== Source records ==
# # # # # # #
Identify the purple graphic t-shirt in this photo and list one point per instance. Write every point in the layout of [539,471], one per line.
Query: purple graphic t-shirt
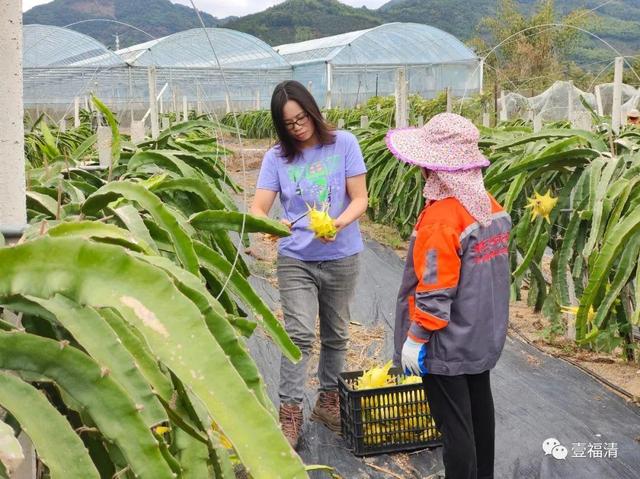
[317,177]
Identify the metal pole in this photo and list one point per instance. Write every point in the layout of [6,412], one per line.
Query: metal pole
[153,105]
[617,95]
[76,112]
[13,209]
[329,87]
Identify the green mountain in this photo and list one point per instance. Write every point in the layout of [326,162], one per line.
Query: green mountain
[155,17]
[618,21]
[299,20]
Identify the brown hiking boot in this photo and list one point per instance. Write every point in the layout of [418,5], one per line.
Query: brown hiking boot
[291,422]
[327,410]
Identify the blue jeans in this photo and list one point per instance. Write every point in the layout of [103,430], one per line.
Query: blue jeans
[308,290]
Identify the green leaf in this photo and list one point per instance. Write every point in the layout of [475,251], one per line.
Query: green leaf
[234,221]
[103,275]
[80,377]
[11,455]
[58,447]
[150,202]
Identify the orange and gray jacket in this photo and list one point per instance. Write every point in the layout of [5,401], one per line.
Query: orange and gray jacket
[455,289]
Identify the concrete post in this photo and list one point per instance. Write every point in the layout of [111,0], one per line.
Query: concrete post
[328,100]
[137,131]
[185,109]
[401,99]
[104,146]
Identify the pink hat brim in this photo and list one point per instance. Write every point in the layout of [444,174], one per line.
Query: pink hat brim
[411,146]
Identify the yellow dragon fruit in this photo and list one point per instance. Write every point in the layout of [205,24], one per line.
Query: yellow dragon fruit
[321,223]
[541,205]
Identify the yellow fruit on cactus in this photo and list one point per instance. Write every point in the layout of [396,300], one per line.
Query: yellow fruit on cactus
[574,310]
[321,223]
[542,205]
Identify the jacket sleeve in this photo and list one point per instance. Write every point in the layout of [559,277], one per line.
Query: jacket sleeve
[436,259]
[403,314]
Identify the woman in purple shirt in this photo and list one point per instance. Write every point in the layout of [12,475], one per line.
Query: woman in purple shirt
[317,166]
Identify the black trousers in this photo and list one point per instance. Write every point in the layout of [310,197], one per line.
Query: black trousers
[462,408]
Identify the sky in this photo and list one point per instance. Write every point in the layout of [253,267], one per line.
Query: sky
[225,8]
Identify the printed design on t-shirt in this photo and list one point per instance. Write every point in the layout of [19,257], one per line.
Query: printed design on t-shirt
[313,181]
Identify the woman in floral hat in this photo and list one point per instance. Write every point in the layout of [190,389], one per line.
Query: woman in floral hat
[453,305]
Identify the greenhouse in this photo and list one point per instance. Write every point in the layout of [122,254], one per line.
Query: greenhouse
[357,65]
[61,65]
[219,70]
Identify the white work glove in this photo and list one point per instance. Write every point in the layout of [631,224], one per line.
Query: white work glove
[413,358]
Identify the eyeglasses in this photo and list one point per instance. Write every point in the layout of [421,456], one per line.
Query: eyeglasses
[299,120]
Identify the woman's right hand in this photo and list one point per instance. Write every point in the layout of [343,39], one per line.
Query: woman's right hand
[275,238]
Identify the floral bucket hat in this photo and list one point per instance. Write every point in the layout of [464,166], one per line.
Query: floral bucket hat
[448,142]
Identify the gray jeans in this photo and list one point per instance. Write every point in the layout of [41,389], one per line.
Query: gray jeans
[311,289]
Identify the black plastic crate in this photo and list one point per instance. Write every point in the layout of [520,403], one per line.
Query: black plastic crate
[390,419]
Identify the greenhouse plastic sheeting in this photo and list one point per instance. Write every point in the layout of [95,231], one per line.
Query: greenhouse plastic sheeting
[364,63]
[61,64]
[536,397]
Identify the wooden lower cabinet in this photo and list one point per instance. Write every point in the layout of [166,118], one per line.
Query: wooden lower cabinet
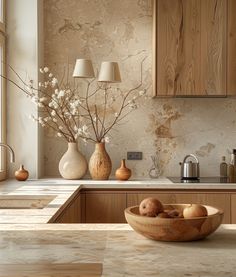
[220,200]
[108,206]
[105,207]
[72,213]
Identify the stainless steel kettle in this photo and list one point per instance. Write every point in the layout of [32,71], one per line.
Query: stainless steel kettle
[190,169]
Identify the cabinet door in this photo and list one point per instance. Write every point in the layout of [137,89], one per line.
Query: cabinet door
[213,47]
[218,200]
[178,47]
[105,207]
[231,70]
[233,208]
[71,213]
[191,47]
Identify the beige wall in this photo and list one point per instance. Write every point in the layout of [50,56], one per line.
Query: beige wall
[122,31]
[23,54]
[111,30]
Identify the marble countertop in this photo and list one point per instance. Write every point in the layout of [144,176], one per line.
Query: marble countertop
[120,250]
[62,190]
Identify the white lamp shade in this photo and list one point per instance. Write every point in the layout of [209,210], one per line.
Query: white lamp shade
[83,69]
[109,72]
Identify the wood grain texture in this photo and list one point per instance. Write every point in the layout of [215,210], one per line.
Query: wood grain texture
[105,207]
[178,47]
[218,200]
[72,212]
[191,47]
[231,70]
[51,270]
[174,229]
[213,47]
[233,208]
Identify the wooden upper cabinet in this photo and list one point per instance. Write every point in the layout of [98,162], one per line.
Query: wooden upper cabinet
[231,70]
[190,48]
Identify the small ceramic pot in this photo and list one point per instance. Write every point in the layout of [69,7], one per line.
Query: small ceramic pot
[73,164]
[21,174]
[123,173]
[100,163]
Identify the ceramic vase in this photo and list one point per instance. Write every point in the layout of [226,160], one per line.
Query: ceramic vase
[123,173]
[100,163]
[73,164]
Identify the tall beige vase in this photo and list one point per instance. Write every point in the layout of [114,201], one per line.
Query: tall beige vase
[73,164]
[100,163]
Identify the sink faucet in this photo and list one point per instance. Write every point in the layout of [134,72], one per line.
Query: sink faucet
[12,154]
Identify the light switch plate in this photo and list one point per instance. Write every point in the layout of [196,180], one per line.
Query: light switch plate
[134,155]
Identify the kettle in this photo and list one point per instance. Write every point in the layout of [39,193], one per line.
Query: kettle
[190,169]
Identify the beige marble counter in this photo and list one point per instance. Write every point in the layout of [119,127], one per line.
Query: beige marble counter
[121,251]
[62,190]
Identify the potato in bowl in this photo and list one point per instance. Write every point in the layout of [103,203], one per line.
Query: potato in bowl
[174,228]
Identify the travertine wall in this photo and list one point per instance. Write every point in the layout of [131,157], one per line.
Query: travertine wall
[122,31]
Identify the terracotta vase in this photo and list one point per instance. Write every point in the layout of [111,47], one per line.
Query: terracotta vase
[100,163]
[73,164]
[21,174]
[123,173]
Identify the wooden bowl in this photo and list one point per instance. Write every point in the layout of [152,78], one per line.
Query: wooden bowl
[174,229]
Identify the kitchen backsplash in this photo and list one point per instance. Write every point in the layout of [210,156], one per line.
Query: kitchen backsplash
[122,31]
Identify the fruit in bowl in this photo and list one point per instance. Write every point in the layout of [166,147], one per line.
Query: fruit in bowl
[150,207]
[194,210]
[176,222]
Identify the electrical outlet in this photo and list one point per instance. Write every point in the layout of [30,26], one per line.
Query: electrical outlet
[134,155]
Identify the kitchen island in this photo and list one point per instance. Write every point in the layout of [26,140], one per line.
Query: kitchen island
[116,248]
[32,247]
# # # # # # #
Write down again, exactly as given, only the lines above that fall from the line with "Identify the woman in floral" to the line with "Identify the woman's", inclusive.

Identify the woman in floral hat in this photo and list one point per instance. Write every point in the layout of [190,389], one per line.
Query: woman in floral hat
[453,305]
Identify the greenhouse in this photo and list one point per instance. Write every point in the layout of [122,254], one per line.
Query: greenhouse
[357,65]
[61,65]
[219,70]
Identify the white work glove in this photo and list one point per instance. Write every point in the layout of [631,224], one per line.
Query: white work glove
[413,358]
Identify the eyeglasses in this photo and list one point per instance. Write every point in the layout of [421,456], one per line.
Query: eyeglasses
[299,120]
Identify the woman's right hand in this photo and list one point per instance. Write every point in the layout of [343,39], one per line.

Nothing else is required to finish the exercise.